EXERCISE GOAL: Print every line below exactly. Skip the pictures.

[GIVEN ENTRIES]

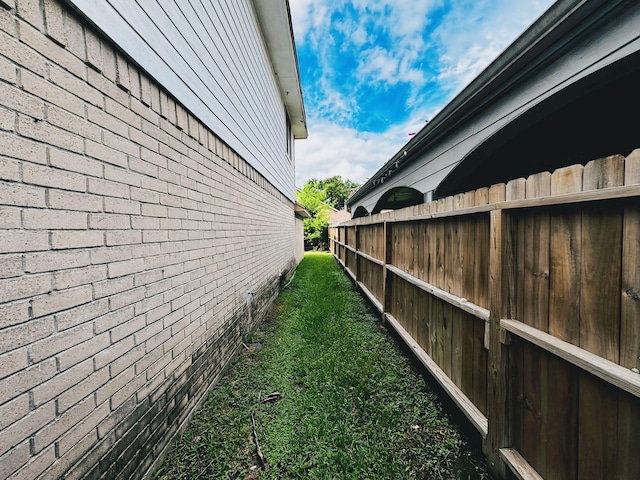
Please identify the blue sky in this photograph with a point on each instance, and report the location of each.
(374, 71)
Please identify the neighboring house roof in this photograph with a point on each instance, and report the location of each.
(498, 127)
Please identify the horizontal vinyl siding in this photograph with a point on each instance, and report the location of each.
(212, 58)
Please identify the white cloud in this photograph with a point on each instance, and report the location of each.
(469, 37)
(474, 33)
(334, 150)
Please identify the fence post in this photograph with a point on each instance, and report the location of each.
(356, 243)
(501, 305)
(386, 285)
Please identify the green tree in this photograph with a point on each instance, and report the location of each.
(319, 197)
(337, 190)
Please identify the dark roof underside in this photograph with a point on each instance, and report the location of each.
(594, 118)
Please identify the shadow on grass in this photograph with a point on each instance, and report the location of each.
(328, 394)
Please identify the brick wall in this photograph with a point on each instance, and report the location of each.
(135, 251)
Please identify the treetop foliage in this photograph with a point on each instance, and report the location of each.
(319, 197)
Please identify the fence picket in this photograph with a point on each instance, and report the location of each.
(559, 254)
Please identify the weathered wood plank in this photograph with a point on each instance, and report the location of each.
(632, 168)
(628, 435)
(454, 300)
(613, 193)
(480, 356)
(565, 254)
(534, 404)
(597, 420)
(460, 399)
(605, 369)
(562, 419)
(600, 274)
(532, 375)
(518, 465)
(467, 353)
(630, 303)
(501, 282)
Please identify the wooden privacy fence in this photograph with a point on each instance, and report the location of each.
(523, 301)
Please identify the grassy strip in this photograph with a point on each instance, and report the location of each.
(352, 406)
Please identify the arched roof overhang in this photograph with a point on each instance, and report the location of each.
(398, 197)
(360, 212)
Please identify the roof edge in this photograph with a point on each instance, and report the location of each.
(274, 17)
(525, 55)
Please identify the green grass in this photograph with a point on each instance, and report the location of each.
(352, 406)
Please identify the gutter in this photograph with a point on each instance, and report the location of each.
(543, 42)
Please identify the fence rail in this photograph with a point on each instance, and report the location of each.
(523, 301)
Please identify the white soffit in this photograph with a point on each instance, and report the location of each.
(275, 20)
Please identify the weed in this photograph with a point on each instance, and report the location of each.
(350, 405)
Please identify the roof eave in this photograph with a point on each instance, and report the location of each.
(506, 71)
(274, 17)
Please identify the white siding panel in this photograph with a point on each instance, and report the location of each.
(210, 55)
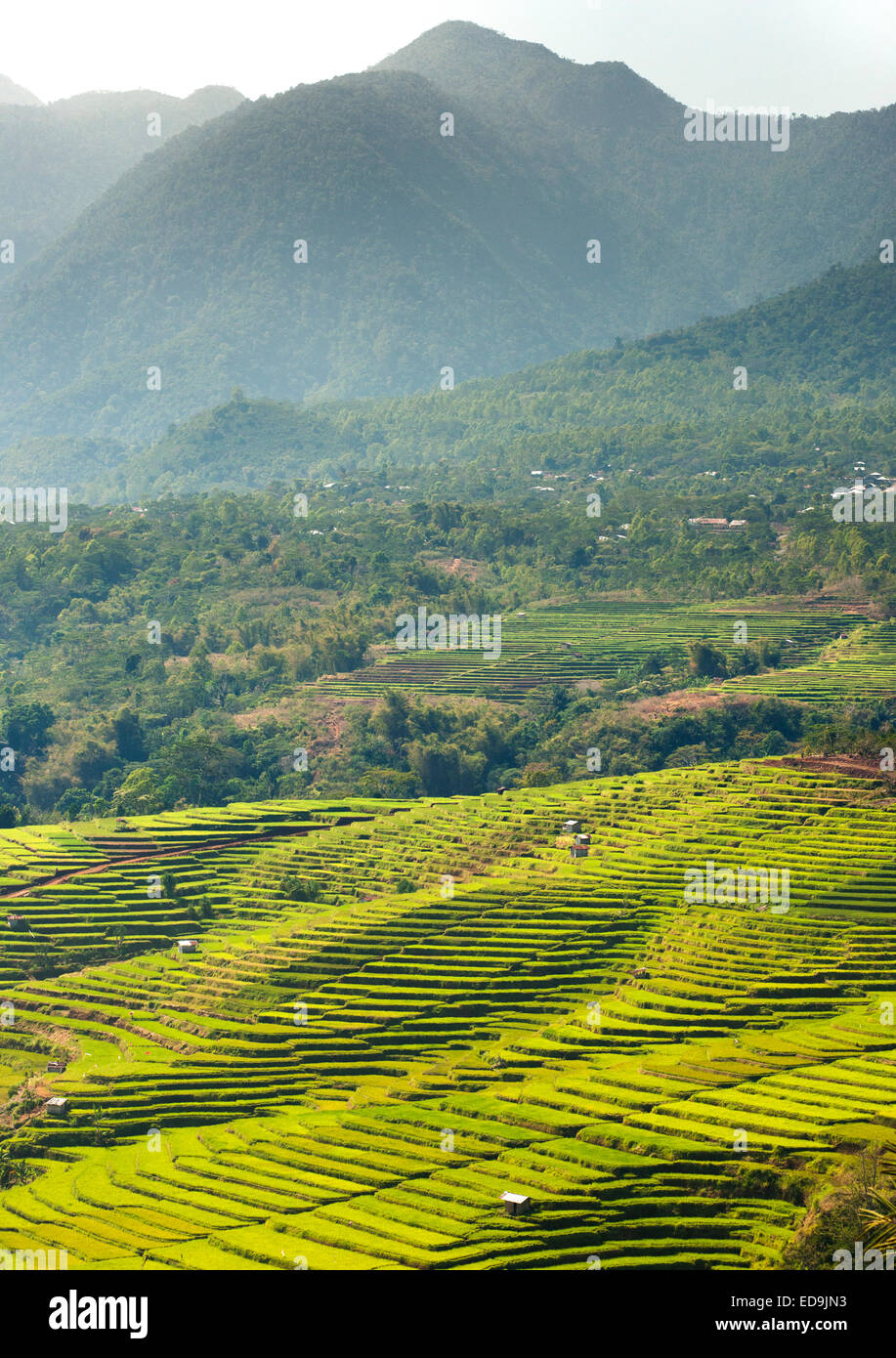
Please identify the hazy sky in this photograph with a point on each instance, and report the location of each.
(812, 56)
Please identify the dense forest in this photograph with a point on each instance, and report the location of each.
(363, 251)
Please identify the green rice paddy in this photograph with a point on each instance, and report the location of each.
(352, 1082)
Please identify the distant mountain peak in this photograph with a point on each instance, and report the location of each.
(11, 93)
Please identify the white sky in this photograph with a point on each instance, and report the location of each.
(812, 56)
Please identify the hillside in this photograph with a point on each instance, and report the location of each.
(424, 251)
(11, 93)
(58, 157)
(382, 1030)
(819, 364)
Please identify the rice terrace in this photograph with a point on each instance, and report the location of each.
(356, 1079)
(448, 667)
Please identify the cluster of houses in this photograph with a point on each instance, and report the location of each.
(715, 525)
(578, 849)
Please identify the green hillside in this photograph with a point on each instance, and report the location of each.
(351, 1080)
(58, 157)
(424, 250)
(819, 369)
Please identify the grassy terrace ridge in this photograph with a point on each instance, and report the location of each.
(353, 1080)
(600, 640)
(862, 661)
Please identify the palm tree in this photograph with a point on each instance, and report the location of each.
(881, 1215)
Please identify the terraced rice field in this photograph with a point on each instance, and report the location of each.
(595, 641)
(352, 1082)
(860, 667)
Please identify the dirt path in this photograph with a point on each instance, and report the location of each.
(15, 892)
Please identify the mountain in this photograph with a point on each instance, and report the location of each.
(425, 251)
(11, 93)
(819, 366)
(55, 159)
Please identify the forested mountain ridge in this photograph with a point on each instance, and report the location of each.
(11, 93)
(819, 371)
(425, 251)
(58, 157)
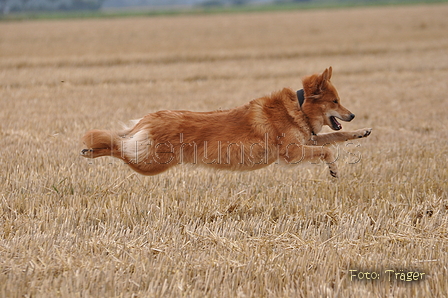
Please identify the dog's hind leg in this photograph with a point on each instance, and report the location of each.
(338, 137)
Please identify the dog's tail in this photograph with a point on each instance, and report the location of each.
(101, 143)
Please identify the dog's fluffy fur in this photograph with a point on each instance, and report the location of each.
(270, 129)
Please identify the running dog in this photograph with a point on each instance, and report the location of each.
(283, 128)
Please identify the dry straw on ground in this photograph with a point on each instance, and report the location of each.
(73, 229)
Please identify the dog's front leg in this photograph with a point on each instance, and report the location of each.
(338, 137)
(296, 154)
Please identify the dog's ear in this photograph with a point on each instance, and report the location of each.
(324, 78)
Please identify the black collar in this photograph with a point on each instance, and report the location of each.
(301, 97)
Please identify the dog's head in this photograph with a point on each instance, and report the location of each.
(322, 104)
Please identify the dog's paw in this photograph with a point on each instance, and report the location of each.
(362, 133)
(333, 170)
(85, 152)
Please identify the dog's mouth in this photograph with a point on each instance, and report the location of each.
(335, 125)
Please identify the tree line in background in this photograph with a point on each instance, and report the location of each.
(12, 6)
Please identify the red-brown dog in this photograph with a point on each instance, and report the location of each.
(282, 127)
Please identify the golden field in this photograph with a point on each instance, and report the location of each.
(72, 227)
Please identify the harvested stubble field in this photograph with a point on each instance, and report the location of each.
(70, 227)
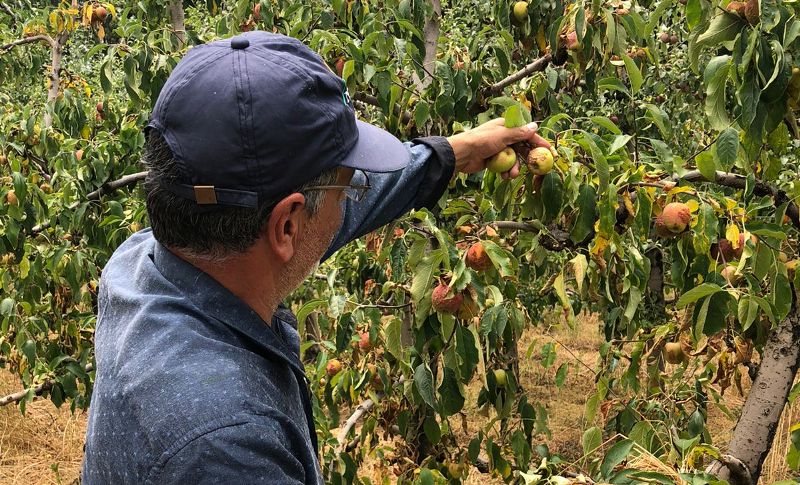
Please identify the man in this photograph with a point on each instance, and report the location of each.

[/GIVEN ENTRIES]

EXPECTED OUTPUT:
Please identify the blue sky in this photograph with a point on each instance, and report the location of each.
(374, 71)
Please identify the neighboring house roof in this photograph with a point on each instance, and report the location of each.
(498, 127)
Please identify the horizontal vinyl siding in this photograph with a point on each instance, and report the location of each.
(212, 58)
Please identify the white cloud in this photograph with a point on each instance, and report the location of each.
(469, 37)
(474, 33)
(334, 150)
Please identify the fence post in this photograph with a point on each instance, and report the location of each.
(356, 243)
(501, 305)
(386, 285)
Please identify the green tree in this photograph with a point on each instance, and report the location of each.
(319, 197)
(337, 190)
Please identify the dark roof underside in this photograph with a point on each instance, and report the location of each.
(594, 118)
Please identify the shadow on grass in this photograph with a point on each instance, and report the location of each.
(328, 394)
Please identify the brick wall in this photograph with a point on each instance, and report the location of each.
(135, 251)
Please identify the treetop foliage in this photograph with a point on each instance, and report the location of each.
(319, 197)
Please identify the fence picket in this photograph with a point on each instance, and report the location of each.
(559, 254)
Please identify the weathered wood plank in this photograph with a point on each instance, and report the location of each.
(632, 168)
(628, 435)
(454, 300)
(613, 193)
(480, 356)
(565, 254)
(534, 404)
(597, 420)
(460, 399)
(605, 369)
(562, 419)
(600, 274)
(532, 375)
(518, 465)
(467, 353)
(630, 303)
(501, 282)
Please identify the wooden privacy fence in this photograph with a point on each instance, and report the location of each.
(523, 301)
Please identify the grassy strip in this photograph with a point on each instance, and report the location of each.
(352, 406)
Please identify the arched roof overhang in this photograph with a point on each instance, and report the location of each.
(398, 197)
(360, 212)
Please identify the roof edge in this photograph with a point on each instance, and report the location of each.
(274, 17)
(525, 55)
Please identify the green grass in this photograph with a point on each instance, and report the location of each.
(352, 406)
Please identify the gutter in this photograph with a point on each instance, and report the location of each.
(543, 42)
Please identify the fence rail in this photograph with a point on each instance, and report the location of each.
(523, 301)
Please identify the white soffit in this photograph with a point on each instance, and report the location of each.
(275, 20)
Please identify the weed in this photograph with a point on each instance, and report the location of each.
(350, 405)
Please identify the roof eave in this photograph with a point on each instance, and report the location of each.
(506, 71)
(274, 17)
Please identify the white siding panel in this photograph with a point on each instance, and report the location of each.
(210, 55)
Please identify the hazy sky in this photograph with a point on each instance, and report the location of each.
(812, 56)
Please identify the dense forest in this photograph with a point on each instance, and report the location of each.
(363, 251)
Please identify the green rice paddy in this photograph with a point on each instance, and report the location of each.
(352, 1082)
Please identify the distant mountain peak in this photograph with a point on each instance, and report the location of each.
(11, 93)
Please identify the white sky in this photograph with a point on each instance, and report the location of each.
(812, 56)
Please identify the hillside in this photograph with a point on each instance, and report the location of each.
(424, 251)
(11, 93)
(58, 157)
(382, 1030)
(819, 364)
Please identify the rice terrace in this photograph with a point on each instance, and report the location of each.
(356, 1079)
(448, 667)
Please identify the cluster of houses in this photograph with a point on each instance, and report the location of each.
(715, 525)
(578, 849)
Please identify the green hillside in this photograph with a point on each instance, and report the location of each.
(351, 1080)
(58, 157)
(424, 250)
(819, 369)
Please identify the grassy terrace ridge in this photograph with a point on each instance, and report the location of each.
(353, 1080)
(600, 640)
(862, 661)
Please identify the palm tree in this photograph with a point on each instance, and report the location of each.
(881, 1215)
Please identify the terraced rice field in this photograph with a point on each instance, and report the location of each.
(595, 641)
(352, 1082)
(860, 667)
Please identify the dirt path in this photograph with a point on each instance, and report the location of each.
(15, 892)
Please identify the mountain in this photograph with a point on each instance, and report the location of each.
(425, 251)
(11, 93)
(819, 366)
(55, 159)
Please identify the forested mountain ridge in this photograph with a point on each instance, and report the location of each.
(11, 93)
(819, 371)
(425, 251)
(58, 157)
Please identify the dog's hind leg in this photograph with a point on each instance, and report the location of each.
(338, 137)
Please identify the dog's tail in this photograph with a point on each instance, and report the location of each.
(101, 143)
Please identify the dog's fluffy fur in this photograph with a point on each instance, and report the location of each.
(270, 129)
Please identify the running dog in this photograph with a point on each instance, and report the location of each.
(283, 128)
Please identify the dry straw on ground in this photograph with a point on each instance, and report the location of each.
(73, 229)
Please identify the dog's front leg in this photograph with a point on each instance, and report the location of each.
(338, 137)
(296, 154)
Please identify the dog's ear in this photograph with a point on each instance, and report the location of each.
(324, 78)
Please identify the black collar in this photograph with a point on each instance, and report the location of each.
(301, 97)
Please identify the dog's head in this photograph with a point on each instance, and report the location of each.
(322, 104)
Please identify the dog's paw in this photograph with a point on each instance, and report the location of each.
(362, 133)
(333, 170)
(85, 152)
Please identify the dog's mouth in this photograph with a point on each instance, and report the location of each.
(335, 125)
Please identify the tree line in background in this photograph with a point on each instance, and report the location of each.
(12, 6)
Please identify the red-brown dog in this photograph with a point on each instance, and report the location of each.
(282, 127)
Please identify the golden field in this photograph with a point on each instance, and report the location of each.
(72, 227)
Please identify the harvested stubble field in this photograph with a point on each instance, and report the location of each.
(70, 227)
Please identify the man in this photograph with a point on each instance, and report the location of each.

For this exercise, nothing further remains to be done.